● **Directives**
a – Quote the Deep SVDD passage word for word, starting at "For every configuration" and ending at "in this case.".
b – Convert the stored rows, starting at the first line of the rows and ending at the line that contains "[[[137,54],[137,50],[136,49],[134,49],[134,53]]]", into a JSON list of strings with one string per line. Leave out blank lines.

DSVDD: Deep Support Vector Data Description
3. Properties of Deep SVDD
Proposition 1: All-zero-weights solution. Let \(\mathcal{W}_{0}\) be the set of all-zero network weights, i.e., \(\boldsymbol{W}^{l} = \boldsymbol{0}\) for every \(\boldsymbol{W}^{l} \in \mathcal{W}_{0}\). For this choice of parameters, the network maps any input to the same output, i.e., \(\phi(\boldsymbol{x};\mathcal{W}_{0}) = \phi(\boldsymbol{\tilde{x}}; \mathcal{W}_{0}) =: \boldsymbol{c}_{0} \in \mathcal{F}\) for any \(\boldsymbol{x}, \boldsymbol{\tilde{x}} \in \mathcal{X}\). Then, if \(\boldsymbol{c} = \boldsymbol{c}_{0} \), the optimal solution of Deep SVDD is given by \( \mathcal{W}^{*} = \mathcal{W}_{0}\) and \(R^{*}=0\).
For every configuration (\(\mathcal{W}, R\)) the following conditions are met: \(J_{soft}(R,\mathcal{W}) \ge 0\) and \(J_{OC}(\mathcal{W}) \ge 0\) respectively. As the output of the all-zero-weights network \(\phi(\boldsymbol{x}; \mathcal{W}_{0})\) is constant for every inpyt \(\boldsymbol{x} \in \mathcal{X}\), all errors in the empirical sums of the objectives become zero. Thus, \(R^{*} = 0\) and \( \mathcal{W}^{*} = \mathcal{W}_{0}\) are optimal solutions since \(J_{soft}(\mathcal{W}^{*}, R^{*}) = 0\) and \(J_{OC}(\mathcal{W}^{*}) = 0\) in this case.
Proposition 1 implies that if the hypersphere center \(\boldsymbol{c}\) is set as a free variable in the SGD optimization, Deep SVDD would likely converge to the trivial solution \( \mathcal{W}^{*}, R^{*}, \boldsymbol{c}^{*} = (\mathcal{W}_{0}, 0, \boldsymbol{c}_{0})\). This phenomenon is called hypersphere collapse where the network learns weights such that the network produces a constant function mapping to the hypersphere center. Proposition 1 also implies that Deep SVDD requires \( \boldsymbol{c} \neq \boldsymbol{c}_{0}\) when fixing \(\boldsymbol{c}\) in output space \(\boldsymbol{F}\) because otherwise a hyperparameter collapse would again be possible. For a CNN with ReLU activation functions, for example, this would require \(\boldsymbol{c} \neq \boldsymbol{0}\). Empirically fixed center \(\boldsymbol{c}\) is set to the mean of the network representations that result from performing an initial forward pass on the some training data sample. Also, fixing \(\boldsymbol{c}\) in the neighborhood of the initial network outputs made SGD convergence faster and more robust.

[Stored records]
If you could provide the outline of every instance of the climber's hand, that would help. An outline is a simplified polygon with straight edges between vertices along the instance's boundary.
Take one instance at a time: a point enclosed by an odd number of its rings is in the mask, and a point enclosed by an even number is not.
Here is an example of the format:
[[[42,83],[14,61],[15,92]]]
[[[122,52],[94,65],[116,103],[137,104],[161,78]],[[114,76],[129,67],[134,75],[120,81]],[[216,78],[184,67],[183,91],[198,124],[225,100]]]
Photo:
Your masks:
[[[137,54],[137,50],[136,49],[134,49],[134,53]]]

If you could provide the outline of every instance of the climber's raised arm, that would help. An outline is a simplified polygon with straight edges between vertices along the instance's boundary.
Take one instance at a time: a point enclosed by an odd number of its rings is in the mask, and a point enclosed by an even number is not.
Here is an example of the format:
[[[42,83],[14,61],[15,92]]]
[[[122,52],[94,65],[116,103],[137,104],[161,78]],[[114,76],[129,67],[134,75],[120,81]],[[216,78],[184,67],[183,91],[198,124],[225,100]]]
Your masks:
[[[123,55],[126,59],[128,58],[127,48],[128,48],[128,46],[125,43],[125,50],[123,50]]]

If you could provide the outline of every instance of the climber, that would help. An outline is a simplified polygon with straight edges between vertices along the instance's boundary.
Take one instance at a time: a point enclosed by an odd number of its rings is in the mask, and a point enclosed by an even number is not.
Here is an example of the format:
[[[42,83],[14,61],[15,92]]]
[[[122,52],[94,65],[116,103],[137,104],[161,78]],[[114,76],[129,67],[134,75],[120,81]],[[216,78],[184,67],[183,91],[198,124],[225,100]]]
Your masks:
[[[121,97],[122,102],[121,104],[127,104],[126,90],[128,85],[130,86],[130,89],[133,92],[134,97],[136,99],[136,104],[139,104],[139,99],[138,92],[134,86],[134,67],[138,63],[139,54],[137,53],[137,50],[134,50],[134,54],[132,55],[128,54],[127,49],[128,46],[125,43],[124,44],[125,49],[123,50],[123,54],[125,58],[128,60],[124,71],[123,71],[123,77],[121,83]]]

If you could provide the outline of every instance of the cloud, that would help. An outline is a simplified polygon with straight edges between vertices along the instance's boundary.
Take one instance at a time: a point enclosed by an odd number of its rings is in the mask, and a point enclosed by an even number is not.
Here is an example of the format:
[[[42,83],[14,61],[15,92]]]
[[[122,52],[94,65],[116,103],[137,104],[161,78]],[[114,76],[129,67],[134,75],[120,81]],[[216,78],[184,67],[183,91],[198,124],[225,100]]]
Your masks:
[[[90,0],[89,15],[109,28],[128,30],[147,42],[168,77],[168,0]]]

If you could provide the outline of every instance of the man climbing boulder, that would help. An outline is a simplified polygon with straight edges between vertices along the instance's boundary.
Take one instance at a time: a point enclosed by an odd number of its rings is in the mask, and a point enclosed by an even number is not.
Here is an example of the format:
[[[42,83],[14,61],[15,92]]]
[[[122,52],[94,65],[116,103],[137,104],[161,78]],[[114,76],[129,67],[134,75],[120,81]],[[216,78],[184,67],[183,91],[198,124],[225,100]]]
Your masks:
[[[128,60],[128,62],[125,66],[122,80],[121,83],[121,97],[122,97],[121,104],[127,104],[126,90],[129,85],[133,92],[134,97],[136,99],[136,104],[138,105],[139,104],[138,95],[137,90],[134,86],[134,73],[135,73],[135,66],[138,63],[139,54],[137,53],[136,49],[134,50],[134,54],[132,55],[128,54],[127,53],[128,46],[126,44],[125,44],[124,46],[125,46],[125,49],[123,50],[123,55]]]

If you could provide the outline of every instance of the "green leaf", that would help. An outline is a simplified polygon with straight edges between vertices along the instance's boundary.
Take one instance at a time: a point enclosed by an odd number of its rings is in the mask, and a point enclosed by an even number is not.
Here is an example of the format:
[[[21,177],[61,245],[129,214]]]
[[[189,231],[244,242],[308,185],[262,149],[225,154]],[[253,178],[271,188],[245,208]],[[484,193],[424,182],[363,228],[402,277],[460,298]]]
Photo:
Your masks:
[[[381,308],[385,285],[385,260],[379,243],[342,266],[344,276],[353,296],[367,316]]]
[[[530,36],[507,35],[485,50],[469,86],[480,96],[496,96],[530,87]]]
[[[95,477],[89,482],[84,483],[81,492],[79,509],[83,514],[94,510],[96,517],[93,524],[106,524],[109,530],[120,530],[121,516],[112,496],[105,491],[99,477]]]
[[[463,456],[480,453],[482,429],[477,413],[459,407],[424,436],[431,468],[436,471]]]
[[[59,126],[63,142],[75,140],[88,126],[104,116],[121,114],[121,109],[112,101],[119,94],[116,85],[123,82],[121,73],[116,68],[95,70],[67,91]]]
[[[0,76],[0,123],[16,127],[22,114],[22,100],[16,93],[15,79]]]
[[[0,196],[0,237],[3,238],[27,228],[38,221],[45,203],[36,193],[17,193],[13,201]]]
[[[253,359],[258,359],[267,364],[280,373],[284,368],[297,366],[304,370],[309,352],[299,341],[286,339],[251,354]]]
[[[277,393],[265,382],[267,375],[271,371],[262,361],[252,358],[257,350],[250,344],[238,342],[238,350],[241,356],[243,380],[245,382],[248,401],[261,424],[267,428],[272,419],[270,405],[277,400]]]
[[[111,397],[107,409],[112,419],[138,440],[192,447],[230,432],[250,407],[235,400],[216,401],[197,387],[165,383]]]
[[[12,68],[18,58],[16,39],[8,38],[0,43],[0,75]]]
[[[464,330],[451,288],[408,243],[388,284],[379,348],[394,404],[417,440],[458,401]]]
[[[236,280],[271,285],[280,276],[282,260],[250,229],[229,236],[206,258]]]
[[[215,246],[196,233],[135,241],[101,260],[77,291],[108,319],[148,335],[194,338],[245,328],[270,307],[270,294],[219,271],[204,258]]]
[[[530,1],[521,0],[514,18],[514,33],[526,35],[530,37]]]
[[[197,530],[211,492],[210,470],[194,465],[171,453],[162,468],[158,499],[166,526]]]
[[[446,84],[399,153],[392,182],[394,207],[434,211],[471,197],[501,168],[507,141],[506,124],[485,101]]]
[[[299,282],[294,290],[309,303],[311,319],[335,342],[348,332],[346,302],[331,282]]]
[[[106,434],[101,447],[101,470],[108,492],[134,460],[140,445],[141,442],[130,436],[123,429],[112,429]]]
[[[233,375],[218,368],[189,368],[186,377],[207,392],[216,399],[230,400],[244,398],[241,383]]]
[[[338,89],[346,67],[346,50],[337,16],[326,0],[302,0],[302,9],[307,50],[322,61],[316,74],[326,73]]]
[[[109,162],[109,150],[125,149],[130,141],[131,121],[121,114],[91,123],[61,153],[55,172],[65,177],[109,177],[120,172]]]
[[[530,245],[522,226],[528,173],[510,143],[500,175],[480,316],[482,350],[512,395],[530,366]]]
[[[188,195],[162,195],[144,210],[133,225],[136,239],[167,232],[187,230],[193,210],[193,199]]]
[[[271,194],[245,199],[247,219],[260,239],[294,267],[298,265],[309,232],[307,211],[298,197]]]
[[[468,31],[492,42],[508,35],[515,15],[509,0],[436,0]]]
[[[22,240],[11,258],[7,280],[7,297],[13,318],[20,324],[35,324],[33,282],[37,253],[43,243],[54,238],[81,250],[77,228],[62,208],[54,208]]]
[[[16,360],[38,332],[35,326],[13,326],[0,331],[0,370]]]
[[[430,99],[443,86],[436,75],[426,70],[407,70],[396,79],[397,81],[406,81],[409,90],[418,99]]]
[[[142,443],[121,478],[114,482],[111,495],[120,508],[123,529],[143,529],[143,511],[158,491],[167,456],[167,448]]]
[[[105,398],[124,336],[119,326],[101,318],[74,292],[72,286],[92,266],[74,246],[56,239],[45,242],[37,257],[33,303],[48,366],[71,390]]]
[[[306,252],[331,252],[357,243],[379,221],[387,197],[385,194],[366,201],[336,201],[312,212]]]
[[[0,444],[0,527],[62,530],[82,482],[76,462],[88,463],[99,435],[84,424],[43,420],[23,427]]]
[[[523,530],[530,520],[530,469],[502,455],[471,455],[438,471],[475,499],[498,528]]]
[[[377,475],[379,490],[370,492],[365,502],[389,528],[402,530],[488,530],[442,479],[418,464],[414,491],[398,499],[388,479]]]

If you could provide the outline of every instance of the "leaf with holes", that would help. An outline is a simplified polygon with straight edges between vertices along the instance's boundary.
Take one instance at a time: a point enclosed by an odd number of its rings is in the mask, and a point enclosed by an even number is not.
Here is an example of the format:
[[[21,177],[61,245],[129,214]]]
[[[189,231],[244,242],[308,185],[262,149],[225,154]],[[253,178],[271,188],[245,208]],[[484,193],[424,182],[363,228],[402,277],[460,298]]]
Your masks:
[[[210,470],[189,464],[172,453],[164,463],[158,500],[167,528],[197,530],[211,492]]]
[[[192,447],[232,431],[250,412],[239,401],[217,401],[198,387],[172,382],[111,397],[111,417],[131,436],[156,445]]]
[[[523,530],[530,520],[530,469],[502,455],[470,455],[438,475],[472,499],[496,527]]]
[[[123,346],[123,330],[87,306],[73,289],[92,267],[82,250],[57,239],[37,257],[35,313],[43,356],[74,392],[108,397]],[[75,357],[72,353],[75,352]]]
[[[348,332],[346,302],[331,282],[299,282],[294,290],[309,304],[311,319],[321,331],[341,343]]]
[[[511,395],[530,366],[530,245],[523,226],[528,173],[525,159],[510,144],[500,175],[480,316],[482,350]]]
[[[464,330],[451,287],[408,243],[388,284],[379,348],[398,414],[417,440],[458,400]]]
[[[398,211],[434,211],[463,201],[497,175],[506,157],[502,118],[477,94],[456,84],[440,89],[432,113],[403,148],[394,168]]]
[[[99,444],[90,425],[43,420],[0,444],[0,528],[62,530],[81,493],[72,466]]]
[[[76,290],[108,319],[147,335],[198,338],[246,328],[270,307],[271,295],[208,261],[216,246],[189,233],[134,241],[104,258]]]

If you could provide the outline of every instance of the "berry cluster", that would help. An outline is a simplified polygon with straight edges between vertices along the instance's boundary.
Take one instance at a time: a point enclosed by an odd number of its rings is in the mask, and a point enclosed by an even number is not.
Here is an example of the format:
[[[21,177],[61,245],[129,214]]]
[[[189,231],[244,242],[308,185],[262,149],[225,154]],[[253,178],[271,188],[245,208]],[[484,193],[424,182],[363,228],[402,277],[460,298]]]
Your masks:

● **Answers**
a –
For every configuration (\(\mathcal{W}, R\)) the following conditions are met: \(J_{soft}(R,\mathcal{W}) \ge 0\) and \(J_{OC}(\mathcal{W}) \ge 0\) respectively. As the output of the all-zero-weights network \(\phi(\boldsymbol{x}; \mathcal{W}_{0})\) is constant for every inpyt \(\boldsymbol{x} \in \mathcal{X}\), all errors in the empirical sums of the objectives become zero. Thus, \(R^{*} = 0\) and \( \mathcal{W}^{*} = \mathcal{W}_{0}\) are optimal solutions since \(J_{soft}(\mathcal{W}^{*}, R^{*}) = 0\) and \(J_{OC}(\mathcal{W}^{*}) = 0\) in this case.

b –
[
  "If you could provide the outline of every instance of the climber's hand, that would help. An outline is a simplified polygon with straight edges between vertices along the instance's boundary.",
  "Take one instance at a time: a point enclosed by an odd number of its rings is in the mask, and a point enclosed by an even number is not.",
  "Here is an example of the format:",
  "[[[42,83],[14,61],[15,92]]]",
  "[[[122,52],[94,65],[116,103],[137,104],[161,78]],[[114,76],[129,67],[134,75],[120,81]],[[216,78],[184,67],[183,91],[198,124],[225,100]]]",
  "Photo:",
  "Your masks:",
  "[[[137,54],[137,50],[136,49],[134,49],[134,53]]]"
]